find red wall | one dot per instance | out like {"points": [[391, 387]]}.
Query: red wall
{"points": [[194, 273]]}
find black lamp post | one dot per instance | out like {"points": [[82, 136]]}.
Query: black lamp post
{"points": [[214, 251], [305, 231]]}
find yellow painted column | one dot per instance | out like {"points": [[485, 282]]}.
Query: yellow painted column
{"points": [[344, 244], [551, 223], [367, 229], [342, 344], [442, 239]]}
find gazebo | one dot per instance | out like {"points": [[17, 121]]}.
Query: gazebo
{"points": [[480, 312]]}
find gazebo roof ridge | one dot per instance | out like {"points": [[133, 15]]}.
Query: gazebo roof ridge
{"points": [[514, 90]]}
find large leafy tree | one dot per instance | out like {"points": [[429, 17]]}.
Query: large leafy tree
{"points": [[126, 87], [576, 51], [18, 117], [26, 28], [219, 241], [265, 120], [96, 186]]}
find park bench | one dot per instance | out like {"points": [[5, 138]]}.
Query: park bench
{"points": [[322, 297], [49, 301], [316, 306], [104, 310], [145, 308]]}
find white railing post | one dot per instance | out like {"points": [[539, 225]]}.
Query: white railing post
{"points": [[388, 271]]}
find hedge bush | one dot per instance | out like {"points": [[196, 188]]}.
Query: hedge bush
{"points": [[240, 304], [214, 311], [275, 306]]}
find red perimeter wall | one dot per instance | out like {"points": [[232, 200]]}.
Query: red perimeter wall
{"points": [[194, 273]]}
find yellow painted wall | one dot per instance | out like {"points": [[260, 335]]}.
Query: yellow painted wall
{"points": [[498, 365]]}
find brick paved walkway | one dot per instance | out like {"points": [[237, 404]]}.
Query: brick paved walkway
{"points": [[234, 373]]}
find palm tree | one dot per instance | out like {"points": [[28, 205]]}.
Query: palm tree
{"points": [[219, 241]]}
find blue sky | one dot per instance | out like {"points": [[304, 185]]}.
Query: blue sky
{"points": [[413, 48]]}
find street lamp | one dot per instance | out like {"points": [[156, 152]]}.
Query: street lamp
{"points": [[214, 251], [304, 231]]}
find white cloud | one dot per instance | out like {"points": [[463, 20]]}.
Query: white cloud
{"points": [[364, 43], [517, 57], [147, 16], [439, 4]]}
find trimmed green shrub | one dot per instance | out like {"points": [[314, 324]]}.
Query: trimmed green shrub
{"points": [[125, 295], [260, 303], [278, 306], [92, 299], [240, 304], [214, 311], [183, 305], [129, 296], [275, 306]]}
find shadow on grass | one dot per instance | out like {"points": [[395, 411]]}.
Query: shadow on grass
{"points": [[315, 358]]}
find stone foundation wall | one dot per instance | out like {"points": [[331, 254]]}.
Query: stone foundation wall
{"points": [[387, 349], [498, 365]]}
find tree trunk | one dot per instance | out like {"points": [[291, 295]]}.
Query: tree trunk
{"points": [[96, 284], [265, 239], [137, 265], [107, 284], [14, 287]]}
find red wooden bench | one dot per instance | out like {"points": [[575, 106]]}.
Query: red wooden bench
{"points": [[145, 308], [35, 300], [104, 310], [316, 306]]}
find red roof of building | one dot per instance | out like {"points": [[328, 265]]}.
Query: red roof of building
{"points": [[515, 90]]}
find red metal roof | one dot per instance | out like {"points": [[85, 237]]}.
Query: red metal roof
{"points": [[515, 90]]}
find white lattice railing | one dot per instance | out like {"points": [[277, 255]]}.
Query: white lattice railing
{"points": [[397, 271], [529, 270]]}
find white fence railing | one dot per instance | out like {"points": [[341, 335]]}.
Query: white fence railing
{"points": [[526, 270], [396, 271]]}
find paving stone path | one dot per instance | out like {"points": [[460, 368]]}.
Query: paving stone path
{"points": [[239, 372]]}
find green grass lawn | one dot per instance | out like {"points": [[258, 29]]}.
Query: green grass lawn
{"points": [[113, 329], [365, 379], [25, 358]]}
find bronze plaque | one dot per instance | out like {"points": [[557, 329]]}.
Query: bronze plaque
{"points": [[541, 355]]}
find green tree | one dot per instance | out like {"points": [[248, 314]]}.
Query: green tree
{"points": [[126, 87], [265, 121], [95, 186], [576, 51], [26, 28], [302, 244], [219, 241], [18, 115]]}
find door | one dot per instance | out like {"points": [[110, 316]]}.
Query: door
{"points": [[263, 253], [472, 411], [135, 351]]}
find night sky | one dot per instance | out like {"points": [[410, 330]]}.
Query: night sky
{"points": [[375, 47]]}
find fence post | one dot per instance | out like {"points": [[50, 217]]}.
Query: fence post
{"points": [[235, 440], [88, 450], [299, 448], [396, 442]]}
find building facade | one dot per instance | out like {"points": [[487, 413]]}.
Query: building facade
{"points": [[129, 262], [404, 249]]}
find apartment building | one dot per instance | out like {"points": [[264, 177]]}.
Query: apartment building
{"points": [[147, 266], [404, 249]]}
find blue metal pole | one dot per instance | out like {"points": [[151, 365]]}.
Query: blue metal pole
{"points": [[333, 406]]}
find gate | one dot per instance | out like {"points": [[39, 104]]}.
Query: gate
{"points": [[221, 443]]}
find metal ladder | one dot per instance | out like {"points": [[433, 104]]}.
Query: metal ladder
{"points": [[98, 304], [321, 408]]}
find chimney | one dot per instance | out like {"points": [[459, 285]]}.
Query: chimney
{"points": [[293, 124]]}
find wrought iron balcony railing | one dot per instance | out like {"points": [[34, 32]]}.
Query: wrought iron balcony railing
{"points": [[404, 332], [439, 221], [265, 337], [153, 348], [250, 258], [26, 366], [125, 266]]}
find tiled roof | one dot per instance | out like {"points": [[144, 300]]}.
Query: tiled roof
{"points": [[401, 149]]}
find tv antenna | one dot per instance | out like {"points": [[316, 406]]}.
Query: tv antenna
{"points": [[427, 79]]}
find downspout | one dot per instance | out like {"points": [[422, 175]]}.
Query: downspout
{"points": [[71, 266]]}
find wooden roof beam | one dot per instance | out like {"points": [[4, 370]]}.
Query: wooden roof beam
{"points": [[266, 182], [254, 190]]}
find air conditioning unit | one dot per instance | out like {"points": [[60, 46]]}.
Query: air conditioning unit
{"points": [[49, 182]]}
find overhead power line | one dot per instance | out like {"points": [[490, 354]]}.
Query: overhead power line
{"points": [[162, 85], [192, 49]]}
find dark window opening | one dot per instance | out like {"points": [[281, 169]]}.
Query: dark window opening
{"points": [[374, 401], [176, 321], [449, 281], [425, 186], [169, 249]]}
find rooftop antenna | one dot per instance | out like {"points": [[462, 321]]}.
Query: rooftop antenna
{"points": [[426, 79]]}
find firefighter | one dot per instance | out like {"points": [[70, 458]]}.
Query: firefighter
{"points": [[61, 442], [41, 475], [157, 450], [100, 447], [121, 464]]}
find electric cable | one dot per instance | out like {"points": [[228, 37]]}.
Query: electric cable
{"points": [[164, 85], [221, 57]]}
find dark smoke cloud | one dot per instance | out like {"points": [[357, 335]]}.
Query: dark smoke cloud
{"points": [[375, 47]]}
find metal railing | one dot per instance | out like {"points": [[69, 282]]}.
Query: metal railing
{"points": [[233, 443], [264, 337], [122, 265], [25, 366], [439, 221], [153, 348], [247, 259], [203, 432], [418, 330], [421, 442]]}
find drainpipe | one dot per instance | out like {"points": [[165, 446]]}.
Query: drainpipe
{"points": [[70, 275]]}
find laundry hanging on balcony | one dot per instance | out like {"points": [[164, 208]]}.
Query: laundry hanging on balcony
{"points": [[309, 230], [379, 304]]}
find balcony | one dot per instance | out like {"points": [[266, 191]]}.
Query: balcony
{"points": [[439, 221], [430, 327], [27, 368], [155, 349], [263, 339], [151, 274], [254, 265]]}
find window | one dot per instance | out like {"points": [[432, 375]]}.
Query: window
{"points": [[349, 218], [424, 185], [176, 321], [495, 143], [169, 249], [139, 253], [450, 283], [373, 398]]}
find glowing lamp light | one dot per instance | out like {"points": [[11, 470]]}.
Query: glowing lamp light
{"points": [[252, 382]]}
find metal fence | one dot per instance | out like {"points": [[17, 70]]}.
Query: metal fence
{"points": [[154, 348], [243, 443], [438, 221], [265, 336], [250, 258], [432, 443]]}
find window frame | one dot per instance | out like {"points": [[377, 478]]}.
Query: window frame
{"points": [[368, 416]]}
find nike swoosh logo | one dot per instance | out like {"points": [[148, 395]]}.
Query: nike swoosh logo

= = = = = = =

• To do:
An exact copy of the lines above between the line holding "Query: apartment building" and the line holding "find wooden roof", inclusive, is the whole answer.

• Result:
Query: apartment building
{"points": [[147, 266], [404, 249]]}
find blue metal pole | one dot per instance | out like {"points": [[151, 365]]}.
Query: blue metal pole
{"points": [[333, 406]]}
find gate | one dot per instance | out like {"points": [[39, 104]]}.
Query: gate
{"points": [[221, 443]]}
find metal ladder | one dot per instance | out like {"points": [[433, 104]]}.
Query: metal ladder
{"points": [[98, 304], [321, 408]]}
find chimney | one dot per instance | out like {"points": [[459, 285]]}.
Query: chimney
{"points": [[293, 124]]}
find wrought iron balcony railing | one dot per instance | out like {"points": [[34, 32]]}.
Query: wrought iron balcony railing
{"points": [[404, 332], [439, 221], [265, 337], [153, 348], [250, 258], [26, 366], [125, 266]]}
find tiled roof | one dot per instance | out like {"points": [[144, 300]]}.
Query: tiled roof
{"points": [[401, 149]]}
find tv antenna | one dot per instance | out like {"points": [[316, 406]]}.
Query: tv antenna
{"points": [[427, 79]]}
find downspout | one dot per instance | out like {"points": [[422, 175]]}.
Query: downspout
{"points": [[71, 266]]}
find wooden roof beam | one dot per instance | out like {"points": [[4, 370]]}.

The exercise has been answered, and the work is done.